Labeled-object pointing records:
■ ■ ■ ■
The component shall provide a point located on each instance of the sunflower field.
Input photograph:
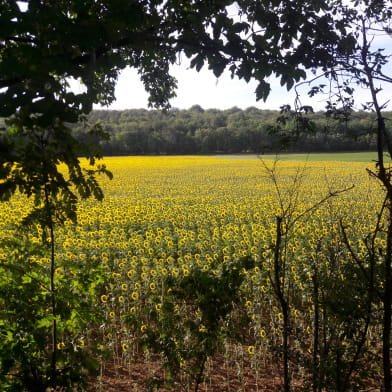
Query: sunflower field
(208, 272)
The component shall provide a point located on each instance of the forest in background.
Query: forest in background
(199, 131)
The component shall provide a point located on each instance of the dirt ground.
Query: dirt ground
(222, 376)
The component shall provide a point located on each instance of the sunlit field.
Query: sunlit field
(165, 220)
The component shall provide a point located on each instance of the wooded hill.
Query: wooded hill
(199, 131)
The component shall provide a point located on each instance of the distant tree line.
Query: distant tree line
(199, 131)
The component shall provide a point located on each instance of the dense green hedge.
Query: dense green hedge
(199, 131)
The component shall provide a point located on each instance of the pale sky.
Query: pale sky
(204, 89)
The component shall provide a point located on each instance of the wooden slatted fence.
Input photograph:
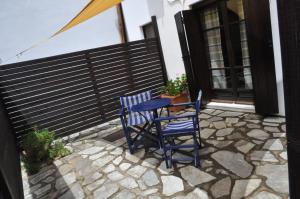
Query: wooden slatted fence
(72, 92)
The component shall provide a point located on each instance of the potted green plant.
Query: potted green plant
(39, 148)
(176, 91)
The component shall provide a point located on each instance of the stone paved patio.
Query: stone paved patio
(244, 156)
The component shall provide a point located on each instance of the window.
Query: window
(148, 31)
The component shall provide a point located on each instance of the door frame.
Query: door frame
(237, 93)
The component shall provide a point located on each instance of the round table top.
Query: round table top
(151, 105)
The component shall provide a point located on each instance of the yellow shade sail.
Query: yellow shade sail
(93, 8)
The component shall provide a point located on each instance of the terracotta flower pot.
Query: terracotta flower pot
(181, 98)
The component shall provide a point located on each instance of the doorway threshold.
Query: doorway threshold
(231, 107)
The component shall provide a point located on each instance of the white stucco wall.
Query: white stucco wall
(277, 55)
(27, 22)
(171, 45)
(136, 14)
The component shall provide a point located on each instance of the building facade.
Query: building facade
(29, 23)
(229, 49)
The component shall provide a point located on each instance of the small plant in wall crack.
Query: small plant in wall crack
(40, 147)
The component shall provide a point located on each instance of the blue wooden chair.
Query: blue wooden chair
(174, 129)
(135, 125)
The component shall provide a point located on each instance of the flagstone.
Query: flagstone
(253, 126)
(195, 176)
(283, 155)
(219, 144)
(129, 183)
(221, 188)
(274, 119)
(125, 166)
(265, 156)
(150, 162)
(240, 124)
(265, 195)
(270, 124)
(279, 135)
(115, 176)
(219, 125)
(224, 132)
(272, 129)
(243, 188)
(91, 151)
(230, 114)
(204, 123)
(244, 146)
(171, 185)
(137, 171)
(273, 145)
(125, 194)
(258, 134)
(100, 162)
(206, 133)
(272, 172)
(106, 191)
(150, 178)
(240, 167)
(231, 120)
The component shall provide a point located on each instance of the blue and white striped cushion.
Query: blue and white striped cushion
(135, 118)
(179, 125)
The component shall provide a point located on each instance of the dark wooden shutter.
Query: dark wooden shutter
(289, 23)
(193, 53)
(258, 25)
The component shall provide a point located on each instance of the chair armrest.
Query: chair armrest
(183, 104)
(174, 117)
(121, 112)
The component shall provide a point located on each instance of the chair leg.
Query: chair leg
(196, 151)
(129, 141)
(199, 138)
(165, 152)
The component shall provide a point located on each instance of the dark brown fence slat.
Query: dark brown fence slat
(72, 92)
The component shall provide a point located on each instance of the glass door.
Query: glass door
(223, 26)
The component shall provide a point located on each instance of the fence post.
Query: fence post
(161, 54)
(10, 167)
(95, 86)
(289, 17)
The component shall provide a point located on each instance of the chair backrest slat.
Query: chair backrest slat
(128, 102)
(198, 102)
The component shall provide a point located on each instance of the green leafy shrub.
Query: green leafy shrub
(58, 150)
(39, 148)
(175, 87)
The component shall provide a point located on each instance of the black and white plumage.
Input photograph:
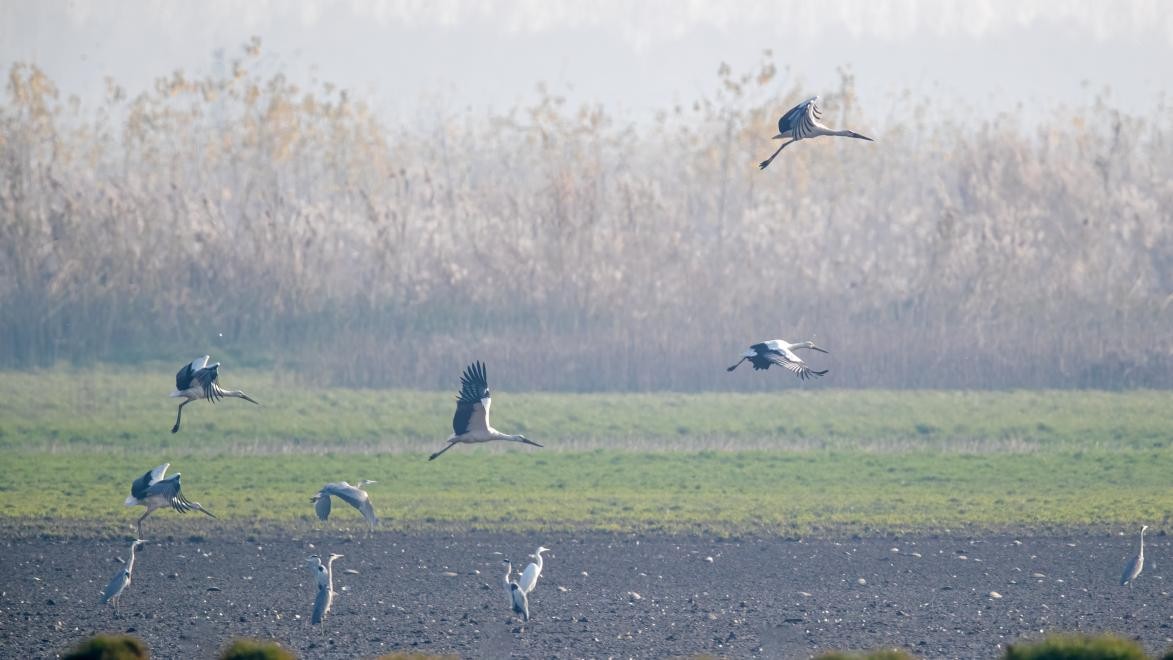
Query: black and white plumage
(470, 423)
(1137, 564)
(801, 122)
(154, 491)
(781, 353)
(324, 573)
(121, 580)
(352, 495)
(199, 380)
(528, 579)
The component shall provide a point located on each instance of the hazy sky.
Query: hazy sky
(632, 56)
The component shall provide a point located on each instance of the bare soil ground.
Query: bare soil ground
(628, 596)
■ ■ ■ ■
* **Exercise brief**
Retype the records from the line containing "chair backrest slat." through the last line of the records, including both the first and the last line. Leave the pictures out of your answer.

* **Solution for this exercise**
The component shall provide a point located on each instance of the chair backrest slat.
Query: chair backrest slat
(128, 102)
(198, 102)
The component shall provide a point located on each instance of the green leafy shrub.
Query: green leafy shrub
(58, 150)
(39, 148)
(175, 87)
The component shall provide a point located on each instance of the black and white plumage.
Input photograph:
Query: black and white plumage
(470, 423)
(1137, 564)
(801, 122)
(154, 491)
(781, 353)
(324, 573)
(121, 580)
(352, 495)
(199, 380)
(528, 579)
The component shall provide a point located on each instance of the hazy sky.
Query: hazy sky
(632, 56)
The component shall provide a point located on each instance of the bare soil ground.
Query: bare soil ground
(628, 596)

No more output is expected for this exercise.